— Instruction —
Please repeat all of the listing exactly.

— Exercise input —
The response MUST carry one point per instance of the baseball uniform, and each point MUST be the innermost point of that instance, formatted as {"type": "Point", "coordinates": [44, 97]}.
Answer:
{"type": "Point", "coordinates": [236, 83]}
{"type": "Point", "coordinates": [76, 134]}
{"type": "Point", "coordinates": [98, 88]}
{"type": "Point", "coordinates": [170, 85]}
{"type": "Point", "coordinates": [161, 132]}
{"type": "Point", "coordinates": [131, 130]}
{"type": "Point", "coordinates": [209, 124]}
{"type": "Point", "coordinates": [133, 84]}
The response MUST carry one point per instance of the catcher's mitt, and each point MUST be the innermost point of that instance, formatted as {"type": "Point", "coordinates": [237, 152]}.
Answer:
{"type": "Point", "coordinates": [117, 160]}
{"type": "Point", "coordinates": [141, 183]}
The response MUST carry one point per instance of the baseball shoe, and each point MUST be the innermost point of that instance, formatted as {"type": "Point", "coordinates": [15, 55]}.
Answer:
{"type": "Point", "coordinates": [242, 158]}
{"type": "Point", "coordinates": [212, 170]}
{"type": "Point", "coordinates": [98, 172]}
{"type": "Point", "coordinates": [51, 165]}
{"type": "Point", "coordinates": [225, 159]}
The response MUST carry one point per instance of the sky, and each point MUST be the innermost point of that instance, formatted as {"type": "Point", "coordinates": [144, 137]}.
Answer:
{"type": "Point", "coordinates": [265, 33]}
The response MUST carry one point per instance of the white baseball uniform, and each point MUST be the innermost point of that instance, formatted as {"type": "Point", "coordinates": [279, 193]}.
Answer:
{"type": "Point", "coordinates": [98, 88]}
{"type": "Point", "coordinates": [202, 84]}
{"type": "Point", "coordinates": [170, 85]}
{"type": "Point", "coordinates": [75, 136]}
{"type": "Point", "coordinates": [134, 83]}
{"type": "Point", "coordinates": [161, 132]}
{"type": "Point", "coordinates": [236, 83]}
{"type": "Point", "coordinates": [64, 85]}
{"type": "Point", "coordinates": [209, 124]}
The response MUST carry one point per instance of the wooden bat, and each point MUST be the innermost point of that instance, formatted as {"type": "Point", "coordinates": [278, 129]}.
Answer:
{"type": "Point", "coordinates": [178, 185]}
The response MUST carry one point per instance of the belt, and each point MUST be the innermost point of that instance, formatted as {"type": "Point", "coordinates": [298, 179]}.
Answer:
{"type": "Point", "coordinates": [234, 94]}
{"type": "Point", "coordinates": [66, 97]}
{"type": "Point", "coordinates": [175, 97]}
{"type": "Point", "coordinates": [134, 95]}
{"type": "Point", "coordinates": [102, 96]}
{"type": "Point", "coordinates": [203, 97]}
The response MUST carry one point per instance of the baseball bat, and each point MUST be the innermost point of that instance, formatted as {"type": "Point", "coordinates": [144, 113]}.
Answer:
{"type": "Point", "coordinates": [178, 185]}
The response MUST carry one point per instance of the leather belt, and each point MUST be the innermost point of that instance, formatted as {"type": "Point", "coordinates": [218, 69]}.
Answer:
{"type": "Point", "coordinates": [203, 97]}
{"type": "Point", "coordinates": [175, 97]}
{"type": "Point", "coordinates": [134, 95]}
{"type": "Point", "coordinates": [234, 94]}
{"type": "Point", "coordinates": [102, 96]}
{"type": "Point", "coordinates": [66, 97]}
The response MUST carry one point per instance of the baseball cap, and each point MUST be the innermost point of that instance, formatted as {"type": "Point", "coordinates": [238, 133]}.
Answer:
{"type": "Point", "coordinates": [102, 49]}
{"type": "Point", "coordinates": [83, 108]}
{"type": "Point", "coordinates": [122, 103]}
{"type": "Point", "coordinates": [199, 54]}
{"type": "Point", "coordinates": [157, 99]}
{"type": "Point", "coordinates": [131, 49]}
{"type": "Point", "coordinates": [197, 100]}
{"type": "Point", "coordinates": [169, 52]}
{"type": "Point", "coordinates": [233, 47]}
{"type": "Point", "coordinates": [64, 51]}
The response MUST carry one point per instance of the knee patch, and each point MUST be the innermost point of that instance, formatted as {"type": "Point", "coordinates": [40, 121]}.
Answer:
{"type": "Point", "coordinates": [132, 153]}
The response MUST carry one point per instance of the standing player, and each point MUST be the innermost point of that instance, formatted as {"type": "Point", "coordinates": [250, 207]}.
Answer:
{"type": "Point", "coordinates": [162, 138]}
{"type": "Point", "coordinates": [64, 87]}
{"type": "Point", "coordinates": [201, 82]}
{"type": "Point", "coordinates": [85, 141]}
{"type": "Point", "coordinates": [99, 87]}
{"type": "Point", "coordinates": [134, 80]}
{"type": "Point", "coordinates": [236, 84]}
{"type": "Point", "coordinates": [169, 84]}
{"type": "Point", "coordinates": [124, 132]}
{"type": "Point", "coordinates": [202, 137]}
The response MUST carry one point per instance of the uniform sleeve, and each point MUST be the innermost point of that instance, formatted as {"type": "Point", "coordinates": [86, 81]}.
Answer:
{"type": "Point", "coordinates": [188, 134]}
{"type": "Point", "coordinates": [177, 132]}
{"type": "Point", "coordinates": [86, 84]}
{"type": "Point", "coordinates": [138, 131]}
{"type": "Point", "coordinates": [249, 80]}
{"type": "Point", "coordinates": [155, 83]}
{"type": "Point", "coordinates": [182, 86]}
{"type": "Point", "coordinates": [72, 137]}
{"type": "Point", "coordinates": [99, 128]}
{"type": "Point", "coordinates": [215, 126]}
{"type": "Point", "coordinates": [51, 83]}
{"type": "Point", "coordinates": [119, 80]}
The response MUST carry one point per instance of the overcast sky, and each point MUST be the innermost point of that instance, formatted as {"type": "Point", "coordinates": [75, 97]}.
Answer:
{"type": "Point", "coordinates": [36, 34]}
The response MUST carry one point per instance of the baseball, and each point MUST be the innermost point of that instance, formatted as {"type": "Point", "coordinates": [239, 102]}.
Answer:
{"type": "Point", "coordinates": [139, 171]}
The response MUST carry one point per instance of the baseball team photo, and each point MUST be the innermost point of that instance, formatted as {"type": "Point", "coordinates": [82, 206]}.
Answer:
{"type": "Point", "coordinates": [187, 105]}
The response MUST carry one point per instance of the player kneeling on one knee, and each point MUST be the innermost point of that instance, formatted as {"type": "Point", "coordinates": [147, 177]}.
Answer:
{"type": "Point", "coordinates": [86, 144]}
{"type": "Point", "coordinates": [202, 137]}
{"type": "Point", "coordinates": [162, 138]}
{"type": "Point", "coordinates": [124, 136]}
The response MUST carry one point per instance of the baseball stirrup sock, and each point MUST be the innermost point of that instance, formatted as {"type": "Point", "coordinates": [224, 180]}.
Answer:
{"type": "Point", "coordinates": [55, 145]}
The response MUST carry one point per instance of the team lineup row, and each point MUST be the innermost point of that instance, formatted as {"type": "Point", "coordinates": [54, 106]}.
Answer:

— Answer to this exercise —
The response MUST carry one point per instance of the baseball uniform, and each point MUST be the innermost point of that instance, formatted as {"type": "Point", "coordinates": [44, 97]}.
Answer:
{"type": "Point", "coordinates": [236, 83]}
{"type": "Point", "coordinates": [76, 134]}
{"type": "Point", "coordinates": [98, 88]}
{"type": "Point", "coordinates": [170, 85]}
{"type": "Point", "coordinates": [161, 132]}
{"type": "Point", "coordinates": [131, 130]}
{"type": "Point", "coordinates": [209, 124]}
{"type": "Point", "coordinates": [133, 84]}
The response MUST carry one point per instance of the catcher's mitt, and each point MUST be the innermost point of that instance, formatted as {"type": "Point", "coordinates": [237, 152]}.
Answer:
{"type": "Point", "coordinates": [117, 160]}
{"type": "Point", "coordinates": [141, 183]}
The response MUST carry one point per instance of the baseball shoe, and each point MUST be the innermost point of that instance, formatted as {"type": "Point", "coordinates": [15, 55]}.
Answer:
{"type": "Point", "coordinates": [242, 158]}
{"type": "Point", "coordinates": [212, 170]}
{"type": "Point", "coordinates": [98, 172]}
{"type": "Point", "coordinates": [51, 165]}
{"type": "Point", "coordinates": [225, 159]}
The response MUST carry one point per instance of the sky, and each point MUST be the innermost point of that instance, formatted as {"type": "Point", "coordinates": [144, 137]}.
Answer:
{"type": "Point", "coordinates": [265, 33]}
The response MUST carry one point per instance of the white baseball uniform, and each point MUST be the innermost point of that instance, formatted as {"type": "Point", "coordinates": [279, 193]}.
Answer:
{"type": "Point", "coordinates": [98, 88]}
{"type": "Point", "coordinates": [202, 84]}
{"type": "Point", "coordinates": [170, 85]}
{"type": "Point", "coordinates": [75, 136]}
{"type": "Point", "coordinates": [134, 83]}
{"type": "Point", "coordinates": [161, 132]}
{"type": "Point", "coordinates": [236, 83]}
{"type": "Point", "coordinates": [64, 85]}
{"type": "Point", "coordinates": [209, 124]}
The response MUST carry one point per instance of the wooden bat, and each point MUST be the innermost point of that instance, formatted as {"type": "Point", "coordinates": [278, 129]}.
Answer:
{"type": "Point", "coordinates": [178, 185]}
The response MUST carry one point per instance of the belt, and each point MUST be the innermost point of that instance, formatted as {"type": "Point", "coordinates": [298, 179]}.
Answer:
{"type": "Point", "coordinates": [234, 94]}
{"type": "Point", "coordinates": [66, 97]}
{"type": "Point", "coordinates": [175, 97]}
{"type": "Point", "coordinates": [134, 95]}
{"type": "Point", "coordinates": [102, 96]}
{"type": "Point", "coordinates": [203, 97]}
The response MUST carry one point per instance of the baseball bat, and each point MUST be the innermost point of that instance, formatted as {"type": "Point", "coordinates": [144, 113]}.
Answer:
{"type": "Point", "coordinates": [178, 185]}
The response MUST carry one point per instance of the leather belt, and each point MUST be the innermost point of that instance, formatted as {"type": "Point", "coordinates": [218, 69]}.
Answer:
{"type": "Point", "coordinates": [203, 97]}
{"type": "Point", "coordinates": [175, 97]}
{"type": "Point", "coordinates": [134, 95]}
{"type": "Point", "coordinates": [234, 94]}
{"type": "Point", "coordinates": [102, 96]}
{"type": "Point", "coordinates": [66, 97]}
The response MUST carry one point per instance of the baseball cap, and each point MUST be the innermost point of that instance, formatted as {"type": "Point", "coordinates": [238, 133]}.
Answer:
{"type": "Point", "coordinates": [102, 49]}
{"type": "Point", "coordinates": [83, 108]}
{"type": "Point", "coordinates": [122, 103]}
{"type": "Point", "coordinates": [199, 54]}
{"type": "Point", "coordinates": [157, 99]}
{"type": "Point", "coordinates": [131, 49]}
{"type": "Point", "coordinates": [197, 100]}
{"type": "Point", "coordinates": [169, 52]}
{"type": "Point", "coordinates": [233, 47]}
{"type": "Point", "coordinates": [64, 51]}
The response MUST carry one point per instance of the knee patch, and each point MUST be the innermost point of that instance, formatted as {"type": "Point", "coordinates": [40, 121]}.
Answer:
{"type": "Point", "coordinates": [132, 153]}
The response MUST carry one point per instance of the standing player, and each point MUST be the innermost point of that instance, formatted as {"type": "Point", "coordinates": [250, 207]}.
Answer:
{"type": "Point", "coordinates": [162, 138]}
{"type": "Point", "coordinates": [64, 87]}
{"type": "Point", "coordinates": [201, 82]}
{"type": "Point", "coordinates": [85, 141]}
{"type": "Point", "coordinates": [99, 87]}
{"type": "Point", "coordinates": [134, 80]}
{"type": "Point", "coordinates": [236, 84]}
{"type": "Point", "coordinates": [169, 84]}
{"type": "Point", "coordinates": [124, 132]}
{"type": "Point", "coordinates": [202, 137]}
The response MUST carry one point per instance of the uniform sleeve, and each point MUST be the innermost point of that instance, formatted as {"type": "Point", "coordinates": [86, 81]}.
Answer:
{"type": "Point", "coordinates": [188, 134]}
{"type": "Point", "coordinates": [177, 132]}
{"type": "Point", "coordinates": [86, 84]}
{"type": "Point", "coordinates": [138, 131]}
{"type": "Point", "coordinates": [249, 80]}
{"type": "Point", "coordinates": [155, 83]}
{"type": "Point", "coordinates": [182, 86]}
{"type": "Point", "coordinates": [72, 137]}
{"type": "Point", "coordinates": [99, 128]}
{"type": "Point", "coordinates": [215, 126]}
{"type": "Point", "coordinates": [51, 83]}
{"type": "Point", "coordinates": [119, 80]}
The response MUST carry one point per instance of the overcast sky, and each point MUST be the innermost point of that instance, formatted as {"type": "Point", "coordinates": [75, 97]}.
Answer:
{"type": "Point", "coordinates": [36, 34]}
The response MUST carry one point per instance of the baseball, and each point MUST be the innermost point of that instance, formatted as {"type": "Point", "coordinates": [239, 102]}.
Answer:
{"type": "Point", "coordinates": [139, 171]}
The response MUST carry one point per instance of the baseball team photo, and each point MUST be the innermost point of that instance, formatted as {"type": "Point", "coordinates": [82, 206]}.
Answer:
{"type": "Point", "coordinates": [187, 105]}
The response MUST carry one point per instance of the player kneeling on one knee, and each point MUST be the innermost point of that instance, formatted as {"type": "Point", "coordinates": [147, 177]}.
Answer:
{"type": "Point", "coordinates": [86, 144]}
{"type": "Point", "coordinates": [202, 137]}
{"type": "Point", "coordinates": [162, 138]}
{"type": "Point", "coordinates": [124, 136]}
The response MUST carry one point per instance of the baseball stirrup sock, and each point MUST be the innermost point of that instance, formatted as {"type": "Point", "coordinates": [224, 180]}.
Answer:
{"type": "Point", "coordinates": [55, 145]}
The response MUST carry one point per instance of the team lineup row, and each point MUST be the innermost point of that instance, formatted as {"type": "Point", "coordinates": [54, 106]}.
Answer:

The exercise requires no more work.